EXTRAIT DU TEXTE:
Si nous avons déposé cet amendement et les deux suivants, c’est parce que nous avons estimé qu’ils n’étaient pas satisfaits, monsieur le rapporteur, par l’amendement que vous avez vous-même déposé sur la stratégie nationale en matière de cybersécurité. Après la commission spéciale, nous avons fait l’effort de retravailler ces propositions et avons échangé avec vos collègues en votre absence. Si nous avions estimé que nos préoccupations étaient pleinement prises en compte, nous n’aurions pas déposé ces amendements.
Madame la ministre, lorsque nous posons des questions précises, c’est pour obtenir des réponses précises. Sur les Csirt, la question n’était pas de savoir si le Gouvernement les soutient ou non – j’espère bien qu’il y est attaché, tout comme nous le sommes –, la question posée était claire : comment seront-ils financés lorsque les fonds européens ne seront plus disponibles et alors que les régions rencontrent des difficultés financières ?
Je ne reviendrai pas sur le cas d’Atos, mais alors que nous faisons notre travail, que nous avançons des propositions, nous attendons en retour des réponses concrètes. Nous n’avons pas besoin d’être tous d’accord sur ces réponses, mais essayez au moins de nous en donner !
M. le président. Quel est l’avis de la commission spéciale ?

Entrées répertoriées dans un jeu de données:
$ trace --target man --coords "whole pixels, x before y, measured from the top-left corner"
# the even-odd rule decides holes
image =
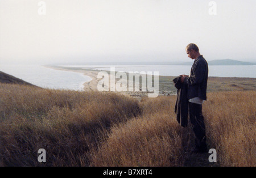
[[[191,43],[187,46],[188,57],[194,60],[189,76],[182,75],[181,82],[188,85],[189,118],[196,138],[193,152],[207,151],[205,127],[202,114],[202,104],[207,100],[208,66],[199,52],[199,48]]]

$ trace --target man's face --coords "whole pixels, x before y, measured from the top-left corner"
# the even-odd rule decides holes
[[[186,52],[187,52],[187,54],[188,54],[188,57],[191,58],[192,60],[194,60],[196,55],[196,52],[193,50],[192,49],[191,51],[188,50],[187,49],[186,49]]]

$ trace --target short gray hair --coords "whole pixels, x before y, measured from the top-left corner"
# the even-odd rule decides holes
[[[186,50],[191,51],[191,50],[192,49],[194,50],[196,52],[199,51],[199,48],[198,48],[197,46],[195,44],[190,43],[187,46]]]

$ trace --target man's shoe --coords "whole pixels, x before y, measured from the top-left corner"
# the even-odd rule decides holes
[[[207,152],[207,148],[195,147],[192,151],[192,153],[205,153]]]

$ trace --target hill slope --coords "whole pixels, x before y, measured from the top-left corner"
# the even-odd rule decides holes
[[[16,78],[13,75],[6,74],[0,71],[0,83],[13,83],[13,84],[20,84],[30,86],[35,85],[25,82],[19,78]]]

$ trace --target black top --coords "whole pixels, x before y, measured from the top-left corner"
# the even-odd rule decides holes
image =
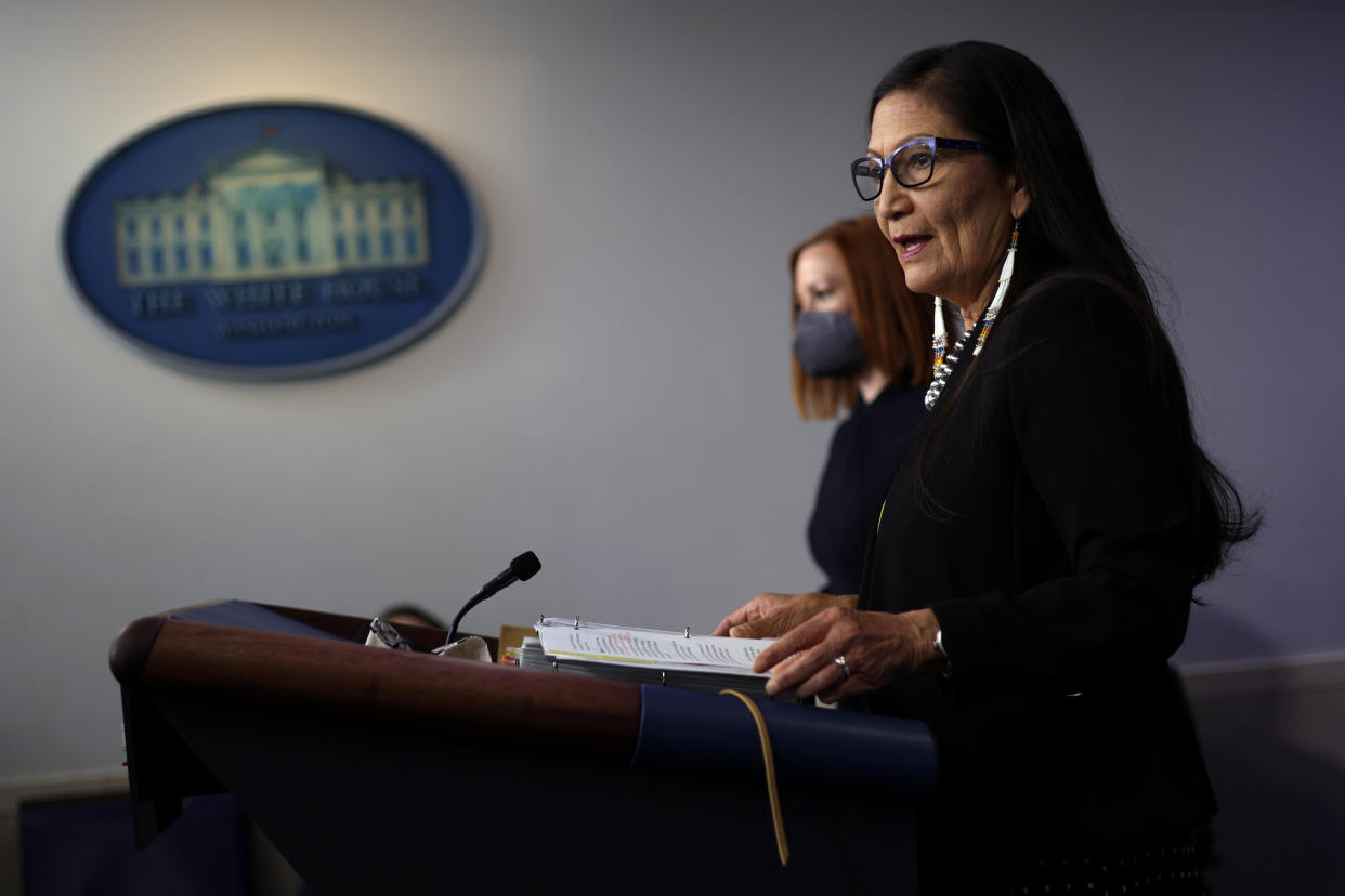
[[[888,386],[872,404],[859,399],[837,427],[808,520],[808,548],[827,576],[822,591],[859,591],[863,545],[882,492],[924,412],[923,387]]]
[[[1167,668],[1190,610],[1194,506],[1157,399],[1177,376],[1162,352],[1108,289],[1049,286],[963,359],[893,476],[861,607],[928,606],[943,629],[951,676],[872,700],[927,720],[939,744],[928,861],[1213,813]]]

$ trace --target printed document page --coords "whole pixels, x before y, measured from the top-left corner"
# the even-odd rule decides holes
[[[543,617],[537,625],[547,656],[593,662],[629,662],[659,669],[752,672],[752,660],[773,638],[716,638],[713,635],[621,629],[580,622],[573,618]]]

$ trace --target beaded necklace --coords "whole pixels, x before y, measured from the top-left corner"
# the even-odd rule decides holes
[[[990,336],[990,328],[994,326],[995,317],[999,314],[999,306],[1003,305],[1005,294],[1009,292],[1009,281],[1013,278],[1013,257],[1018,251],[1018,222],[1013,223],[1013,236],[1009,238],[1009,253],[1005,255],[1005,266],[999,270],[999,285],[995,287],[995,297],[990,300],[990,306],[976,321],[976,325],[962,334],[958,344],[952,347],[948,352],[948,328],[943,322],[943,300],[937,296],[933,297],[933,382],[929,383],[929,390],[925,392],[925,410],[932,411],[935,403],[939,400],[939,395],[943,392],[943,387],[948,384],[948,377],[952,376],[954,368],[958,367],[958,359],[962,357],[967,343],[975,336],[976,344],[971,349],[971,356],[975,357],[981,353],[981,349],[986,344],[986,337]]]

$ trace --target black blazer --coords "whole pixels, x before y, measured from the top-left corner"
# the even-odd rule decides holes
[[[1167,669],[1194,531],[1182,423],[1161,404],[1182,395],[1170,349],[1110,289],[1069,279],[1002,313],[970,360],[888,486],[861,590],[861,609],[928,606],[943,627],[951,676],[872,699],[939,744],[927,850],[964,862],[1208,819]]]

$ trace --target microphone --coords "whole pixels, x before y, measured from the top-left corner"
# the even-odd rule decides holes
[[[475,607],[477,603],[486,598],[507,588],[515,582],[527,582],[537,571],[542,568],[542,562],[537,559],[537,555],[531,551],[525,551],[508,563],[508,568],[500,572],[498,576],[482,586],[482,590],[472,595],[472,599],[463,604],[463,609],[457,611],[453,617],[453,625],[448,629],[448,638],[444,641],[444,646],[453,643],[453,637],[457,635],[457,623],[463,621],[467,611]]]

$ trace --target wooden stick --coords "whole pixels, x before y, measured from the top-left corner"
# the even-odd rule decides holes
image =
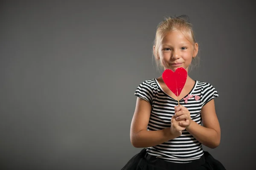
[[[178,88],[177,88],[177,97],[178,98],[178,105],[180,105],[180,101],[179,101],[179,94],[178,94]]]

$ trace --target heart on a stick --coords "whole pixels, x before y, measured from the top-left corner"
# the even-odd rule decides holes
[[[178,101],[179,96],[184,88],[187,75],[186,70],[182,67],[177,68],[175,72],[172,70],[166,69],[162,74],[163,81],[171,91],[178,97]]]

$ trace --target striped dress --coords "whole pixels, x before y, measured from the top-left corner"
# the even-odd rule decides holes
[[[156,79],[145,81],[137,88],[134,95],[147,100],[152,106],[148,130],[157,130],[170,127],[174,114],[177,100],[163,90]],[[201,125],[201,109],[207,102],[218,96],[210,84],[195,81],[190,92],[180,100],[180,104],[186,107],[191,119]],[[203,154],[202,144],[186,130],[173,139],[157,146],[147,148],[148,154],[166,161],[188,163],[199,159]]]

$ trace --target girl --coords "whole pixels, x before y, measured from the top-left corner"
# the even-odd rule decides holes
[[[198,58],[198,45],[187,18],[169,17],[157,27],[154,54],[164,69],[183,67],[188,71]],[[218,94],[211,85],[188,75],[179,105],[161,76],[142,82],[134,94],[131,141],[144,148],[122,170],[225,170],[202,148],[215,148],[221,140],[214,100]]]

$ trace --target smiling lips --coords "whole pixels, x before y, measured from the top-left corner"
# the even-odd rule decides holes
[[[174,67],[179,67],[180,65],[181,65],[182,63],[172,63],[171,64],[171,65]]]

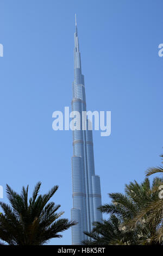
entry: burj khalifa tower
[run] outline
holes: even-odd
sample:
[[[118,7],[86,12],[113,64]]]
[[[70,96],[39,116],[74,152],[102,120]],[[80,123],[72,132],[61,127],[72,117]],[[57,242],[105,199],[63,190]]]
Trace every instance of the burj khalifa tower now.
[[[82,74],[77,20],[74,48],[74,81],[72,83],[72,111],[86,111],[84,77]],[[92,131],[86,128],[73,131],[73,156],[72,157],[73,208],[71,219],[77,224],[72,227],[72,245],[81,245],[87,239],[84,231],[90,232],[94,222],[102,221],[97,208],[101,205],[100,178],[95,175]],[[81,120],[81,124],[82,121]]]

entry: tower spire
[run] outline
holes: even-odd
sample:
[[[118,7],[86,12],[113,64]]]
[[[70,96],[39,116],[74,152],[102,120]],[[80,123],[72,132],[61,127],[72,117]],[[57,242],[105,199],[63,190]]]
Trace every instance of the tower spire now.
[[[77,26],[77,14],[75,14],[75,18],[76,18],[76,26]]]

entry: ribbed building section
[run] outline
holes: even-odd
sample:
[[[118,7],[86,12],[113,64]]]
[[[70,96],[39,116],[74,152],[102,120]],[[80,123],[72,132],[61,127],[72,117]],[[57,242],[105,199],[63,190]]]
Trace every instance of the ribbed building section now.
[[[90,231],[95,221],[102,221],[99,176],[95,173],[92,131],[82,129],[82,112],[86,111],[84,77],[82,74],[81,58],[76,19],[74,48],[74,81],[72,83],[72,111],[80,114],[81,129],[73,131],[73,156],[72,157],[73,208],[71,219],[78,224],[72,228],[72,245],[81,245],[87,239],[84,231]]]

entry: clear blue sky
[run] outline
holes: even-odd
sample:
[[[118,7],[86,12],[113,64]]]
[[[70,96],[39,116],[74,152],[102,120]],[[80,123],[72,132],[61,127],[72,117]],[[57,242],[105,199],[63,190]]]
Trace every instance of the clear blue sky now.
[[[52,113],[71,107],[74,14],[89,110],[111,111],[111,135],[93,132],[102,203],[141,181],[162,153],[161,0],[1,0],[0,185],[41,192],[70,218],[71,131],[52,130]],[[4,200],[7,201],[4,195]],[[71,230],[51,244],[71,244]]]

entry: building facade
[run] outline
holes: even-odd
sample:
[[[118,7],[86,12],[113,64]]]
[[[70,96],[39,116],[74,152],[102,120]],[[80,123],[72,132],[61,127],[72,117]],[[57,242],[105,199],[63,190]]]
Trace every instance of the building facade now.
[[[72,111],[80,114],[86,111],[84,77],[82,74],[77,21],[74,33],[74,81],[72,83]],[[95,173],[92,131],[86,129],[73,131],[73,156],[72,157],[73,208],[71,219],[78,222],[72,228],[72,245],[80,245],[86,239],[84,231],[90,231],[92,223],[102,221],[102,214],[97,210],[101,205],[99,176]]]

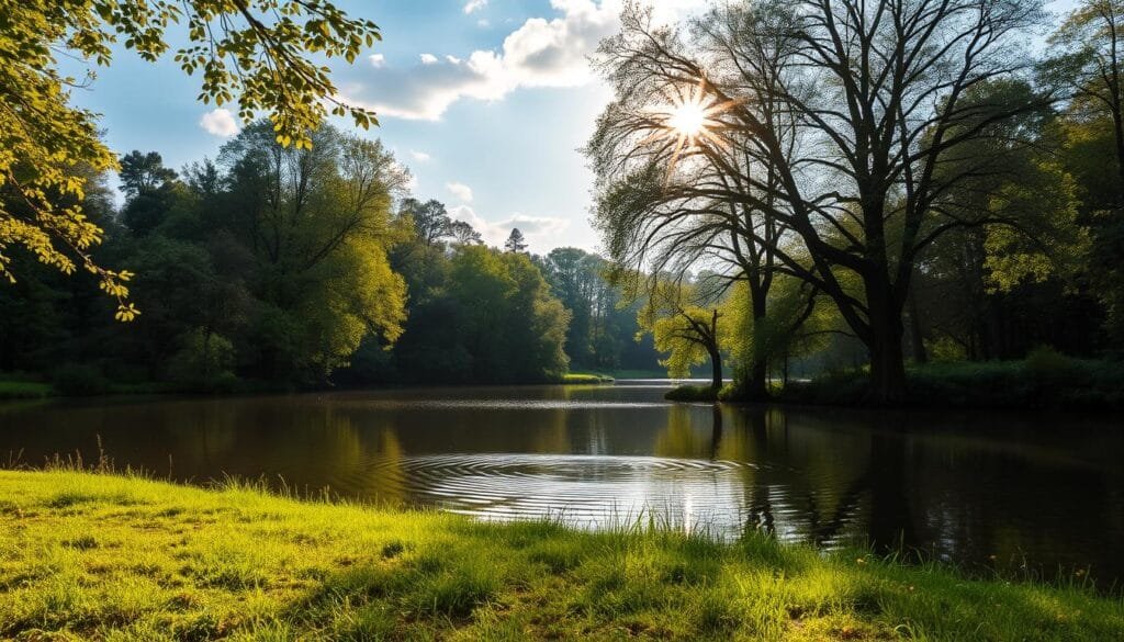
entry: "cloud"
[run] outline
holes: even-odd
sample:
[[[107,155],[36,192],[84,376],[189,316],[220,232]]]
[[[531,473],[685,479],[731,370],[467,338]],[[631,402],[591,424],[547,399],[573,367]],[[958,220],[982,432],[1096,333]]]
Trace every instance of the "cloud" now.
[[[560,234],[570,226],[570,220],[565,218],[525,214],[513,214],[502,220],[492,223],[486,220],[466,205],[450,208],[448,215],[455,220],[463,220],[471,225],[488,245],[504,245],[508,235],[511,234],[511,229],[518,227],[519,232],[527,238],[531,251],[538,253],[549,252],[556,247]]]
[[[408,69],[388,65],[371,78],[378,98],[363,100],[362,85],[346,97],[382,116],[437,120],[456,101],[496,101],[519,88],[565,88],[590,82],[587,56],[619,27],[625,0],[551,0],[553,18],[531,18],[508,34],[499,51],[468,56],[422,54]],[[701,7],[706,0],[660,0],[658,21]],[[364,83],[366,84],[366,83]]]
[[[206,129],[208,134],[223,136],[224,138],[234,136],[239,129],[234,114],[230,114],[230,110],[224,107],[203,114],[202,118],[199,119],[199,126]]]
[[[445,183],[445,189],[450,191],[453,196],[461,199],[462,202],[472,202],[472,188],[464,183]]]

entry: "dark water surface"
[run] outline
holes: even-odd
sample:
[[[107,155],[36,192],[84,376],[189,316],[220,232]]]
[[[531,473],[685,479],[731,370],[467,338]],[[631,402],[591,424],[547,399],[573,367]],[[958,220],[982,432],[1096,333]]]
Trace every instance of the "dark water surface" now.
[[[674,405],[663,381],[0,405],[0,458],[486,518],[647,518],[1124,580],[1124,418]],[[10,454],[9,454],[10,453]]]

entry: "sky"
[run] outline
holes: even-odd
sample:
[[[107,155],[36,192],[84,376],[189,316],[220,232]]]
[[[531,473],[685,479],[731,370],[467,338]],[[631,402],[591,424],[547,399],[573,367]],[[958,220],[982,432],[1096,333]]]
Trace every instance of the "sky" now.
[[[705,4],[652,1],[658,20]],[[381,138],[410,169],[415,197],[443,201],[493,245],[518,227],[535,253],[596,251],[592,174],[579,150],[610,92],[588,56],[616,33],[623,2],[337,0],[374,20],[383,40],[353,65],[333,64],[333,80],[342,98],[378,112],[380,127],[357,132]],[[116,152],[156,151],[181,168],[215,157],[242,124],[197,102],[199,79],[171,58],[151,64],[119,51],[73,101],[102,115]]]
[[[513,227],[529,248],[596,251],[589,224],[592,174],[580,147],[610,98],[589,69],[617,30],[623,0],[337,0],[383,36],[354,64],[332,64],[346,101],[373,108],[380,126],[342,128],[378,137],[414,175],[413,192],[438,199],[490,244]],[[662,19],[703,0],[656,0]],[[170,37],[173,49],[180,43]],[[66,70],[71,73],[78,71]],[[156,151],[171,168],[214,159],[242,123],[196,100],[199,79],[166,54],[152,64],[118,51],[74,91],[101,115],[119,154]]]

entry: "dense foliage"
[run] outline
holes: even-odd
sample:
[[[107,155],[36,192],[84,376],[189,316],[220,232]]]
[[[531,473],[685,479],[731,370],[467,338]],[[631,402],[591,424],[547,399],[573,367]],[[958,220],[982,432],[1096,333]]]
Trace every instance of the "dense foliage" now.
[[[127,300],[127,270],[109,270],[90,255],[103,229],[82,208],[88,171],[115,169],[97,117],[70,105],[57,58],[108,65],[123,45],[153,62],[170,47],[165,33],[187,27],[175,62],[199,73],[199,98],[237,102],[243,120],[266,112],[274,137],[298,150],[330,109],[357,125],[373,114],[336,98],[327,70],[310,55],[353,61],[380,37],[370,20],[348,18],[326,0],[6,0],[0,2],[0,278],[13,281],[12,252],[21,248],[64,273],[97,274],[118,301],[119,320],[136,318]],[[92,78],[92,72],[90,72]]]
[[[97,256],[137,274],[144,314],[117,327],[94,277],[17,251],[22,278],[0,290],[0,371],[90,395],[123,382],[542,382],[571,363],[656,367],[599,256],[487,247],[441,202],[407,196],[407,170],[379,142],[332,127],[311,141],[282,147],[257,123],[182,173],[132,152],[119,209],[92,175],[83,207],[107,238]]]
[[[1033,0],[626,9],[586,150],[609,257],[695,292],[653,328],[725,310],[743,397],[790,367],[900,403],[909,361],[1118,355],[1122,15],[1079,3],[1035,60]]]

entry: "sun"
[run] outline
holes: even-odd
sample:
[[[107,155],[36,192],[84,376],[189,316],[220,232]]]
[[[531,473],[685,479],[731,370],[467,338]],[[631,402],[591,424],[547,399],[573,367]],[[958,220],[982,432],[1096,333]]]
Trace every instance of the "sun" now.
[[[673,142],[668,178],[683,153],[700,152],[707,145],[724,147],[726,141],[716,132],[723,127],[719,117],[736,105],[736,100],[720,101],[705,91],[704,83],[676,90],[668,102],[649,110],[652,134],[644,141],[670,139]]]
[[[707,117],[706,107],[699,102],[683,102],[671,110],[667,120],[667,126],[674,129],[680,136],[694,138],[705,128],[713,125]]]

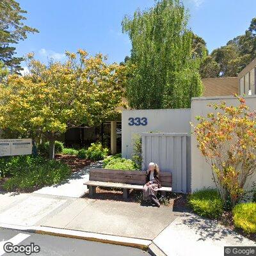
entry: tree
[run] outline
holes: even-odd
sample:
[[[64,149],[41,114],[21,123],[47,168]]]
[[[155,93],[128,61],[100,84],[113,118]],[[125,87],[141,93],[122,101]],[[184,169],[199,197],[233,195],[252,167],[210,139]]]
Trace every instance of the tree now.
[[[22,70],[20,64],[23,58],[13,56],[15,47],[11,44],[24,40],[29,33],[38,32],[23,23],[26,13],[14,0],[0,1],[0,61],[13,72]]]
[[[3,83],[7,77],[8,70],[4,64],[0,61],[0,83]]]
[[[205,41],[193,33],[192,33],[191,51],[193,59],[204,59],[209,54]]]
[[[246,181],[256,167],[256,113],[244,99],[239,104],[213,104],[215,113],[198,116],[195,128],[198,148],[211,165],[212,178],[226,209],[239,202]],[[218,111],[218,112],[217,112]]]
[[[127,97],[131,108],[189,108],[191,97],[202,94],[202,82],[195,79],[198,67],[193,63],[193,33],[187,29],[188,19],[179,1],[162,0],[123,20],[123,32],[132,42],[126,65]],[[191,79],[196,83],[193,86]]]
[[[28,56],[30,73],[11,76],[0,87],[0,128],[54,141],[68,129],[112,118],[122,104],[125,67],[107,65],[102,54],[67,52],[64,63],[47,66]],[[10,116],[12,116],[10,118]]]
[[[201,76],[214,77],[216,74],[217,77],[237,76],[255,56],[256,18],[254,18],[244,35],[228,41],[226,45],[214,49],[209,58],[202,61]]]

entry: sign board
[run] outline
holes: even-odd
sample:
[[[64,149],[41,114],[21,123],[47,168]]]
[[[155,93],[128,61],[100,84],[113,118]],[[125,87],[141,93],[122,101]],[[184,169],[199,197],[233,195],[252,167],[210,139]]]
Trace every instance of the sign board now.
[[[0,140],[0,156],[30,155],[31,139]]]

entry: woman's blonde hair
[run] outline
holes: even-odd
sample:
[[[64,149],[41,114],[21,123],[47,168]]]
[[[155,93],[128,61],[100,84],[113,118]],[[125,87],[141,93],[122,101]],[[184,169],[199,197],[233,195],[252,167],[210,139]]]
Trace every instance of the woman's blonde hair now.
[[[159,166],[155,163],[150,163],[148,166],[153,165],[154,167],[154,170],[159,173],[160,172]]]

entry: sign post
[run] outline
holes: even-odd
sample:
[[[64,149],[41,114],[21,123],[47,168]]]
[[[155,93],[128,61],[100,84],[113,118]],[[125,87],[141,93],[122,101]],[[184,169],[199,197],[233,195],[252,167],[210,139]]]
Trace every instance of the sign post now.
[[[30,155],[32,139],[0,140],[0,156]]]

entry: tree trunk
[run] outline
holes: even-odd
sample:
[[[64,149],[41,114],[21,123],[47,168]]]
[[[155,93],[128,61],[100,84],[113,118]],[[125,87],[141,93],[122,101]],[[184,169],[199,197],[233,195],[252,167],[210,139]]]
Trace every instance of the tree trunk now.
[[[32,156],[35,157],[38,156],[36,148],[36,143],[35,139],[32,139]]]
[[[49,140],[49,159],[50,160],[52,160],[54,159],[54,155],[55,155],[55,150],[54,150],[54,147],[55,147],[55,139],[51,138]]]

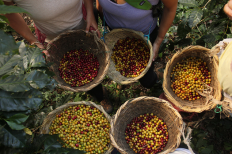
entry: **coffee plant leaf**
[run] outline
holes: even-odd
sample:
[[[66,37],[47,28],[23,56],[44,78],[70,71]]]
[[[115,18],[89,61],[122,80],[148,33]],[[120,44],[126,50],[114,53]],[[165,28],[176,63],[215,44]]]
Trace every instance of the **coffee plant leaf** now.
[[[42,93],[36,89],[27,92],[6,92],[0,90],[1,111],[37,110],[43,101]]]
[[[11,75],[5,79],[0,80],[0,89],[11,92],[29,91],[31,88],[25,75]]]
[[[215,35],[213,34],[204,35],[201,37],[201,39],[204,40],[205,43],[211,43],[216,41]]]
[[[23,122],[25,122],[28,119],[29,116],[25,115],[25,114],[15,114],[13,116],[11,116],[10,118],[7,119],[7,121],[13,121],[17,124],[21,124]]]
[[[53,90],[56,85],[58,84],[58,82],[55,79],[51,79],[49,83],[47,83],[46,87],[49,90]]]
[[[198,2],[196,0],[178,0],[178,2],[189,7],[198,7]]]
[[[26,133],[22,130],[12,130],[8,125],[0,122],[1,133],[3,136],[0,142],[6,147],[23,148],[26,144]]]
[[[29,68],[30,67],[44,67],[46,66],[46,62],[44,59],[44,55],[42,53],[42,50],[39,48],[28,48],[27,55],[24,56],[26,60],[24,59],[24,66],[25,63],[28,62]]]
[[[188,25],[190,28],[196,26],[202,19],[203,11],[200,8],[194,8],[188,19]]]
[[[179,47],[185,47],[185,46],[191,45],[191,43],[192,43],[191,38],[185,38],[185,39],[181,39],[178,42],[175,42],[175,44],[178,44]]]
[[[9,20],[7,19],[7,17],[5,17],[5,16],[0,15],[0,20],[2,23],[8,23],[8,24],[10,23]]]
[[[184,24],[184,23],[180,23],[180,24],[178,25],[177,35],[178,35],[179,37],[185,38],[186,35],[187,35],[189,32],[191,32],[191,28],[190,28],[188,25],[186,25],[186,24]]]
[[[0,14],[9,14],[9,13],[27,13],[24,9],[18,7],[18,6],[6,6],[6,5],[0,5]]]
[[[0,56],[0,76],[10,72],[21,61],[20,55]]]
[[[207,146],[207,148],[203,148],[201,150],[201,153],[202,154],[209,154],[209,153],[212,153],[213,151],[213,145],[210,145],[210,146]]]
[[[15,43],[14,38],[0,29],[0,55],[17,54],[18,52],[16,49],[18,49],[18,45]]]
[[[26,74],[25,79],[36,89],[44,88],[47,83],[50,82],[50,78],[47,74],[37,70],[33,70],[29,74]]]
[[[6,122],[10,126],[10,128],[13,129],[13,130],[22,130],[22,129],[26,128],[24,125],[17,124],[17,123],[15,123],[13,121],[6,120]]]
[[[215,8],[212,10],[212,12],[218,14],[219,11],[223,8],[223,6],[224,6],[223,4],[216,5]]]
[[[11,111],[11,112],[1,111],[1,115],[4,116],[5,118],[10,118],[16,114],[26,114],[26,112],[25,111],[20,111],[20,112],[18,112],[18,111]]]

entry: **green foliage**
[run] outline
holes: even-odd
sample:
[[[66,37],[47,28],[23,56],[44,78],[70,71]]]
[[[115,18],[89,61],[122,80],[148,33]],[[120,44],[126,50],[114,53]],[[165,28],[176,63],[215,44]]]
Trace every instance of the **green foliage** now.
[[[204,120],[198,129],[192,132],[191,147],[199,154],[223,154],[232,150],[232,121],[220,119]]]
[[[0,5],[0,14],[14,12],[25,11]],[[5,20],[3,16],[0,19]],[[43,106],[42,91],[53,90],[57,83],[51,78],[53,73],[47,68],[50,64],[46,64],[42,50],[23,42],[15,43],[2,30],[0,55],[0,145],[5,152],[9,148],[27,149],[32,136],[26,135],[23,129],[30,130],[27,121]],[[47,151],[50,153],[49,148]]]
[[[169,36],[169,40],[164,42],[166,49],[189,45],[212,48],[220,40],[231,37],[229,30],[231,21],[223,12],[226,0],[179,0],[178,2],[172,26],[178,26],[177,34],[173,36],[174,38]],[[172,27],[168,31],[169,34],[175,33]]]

TRAVAIL DEMANDÉ:
A. Pouvez-vous résumer l'extrait de débat en deux phrases ?
B. Comment réécririez-vous sous forme de liste le paragraphe de l'extrait de débat qui commence par « Madame la ministre, lorsque nous posons des questions précises », en conservant ses faits essentiels ?
C. Quels titres de fonction servent, dans l'extrait de débat, à désigner ou à interpeller des personnes ?

RÉPONSES ATTENDUES:
A. Les auteurs de cet amendement et des deux suivants expliquent les avoir déposés parce que l'amendement du rapporteur sur la stratégie nationale en matière de cybersécurité ne satisfaisait pas pleinement leurs préoccupations. Ils reprochent ensuite à la ministre de ne pas avoir dit comment les Csirt seront financés lorsque les fonds européens ne seront plus disponibles, alors que les régions rencontrent des difficultés financières, et réclament des réponses concrètes.

B.
- Des questions précises appellent des réponses précises.
- La question ne portait pas sur le soutien du Gouvernement aux Csirt, auxquels les auteurs sont eux aussi attachés.
- Elle portait sur le financement des Csirt une fois les fonds européens indisponibles.
- Les régions rencontrent des difficultés financières.

C.
- Rapporteur
- Ministre
- Président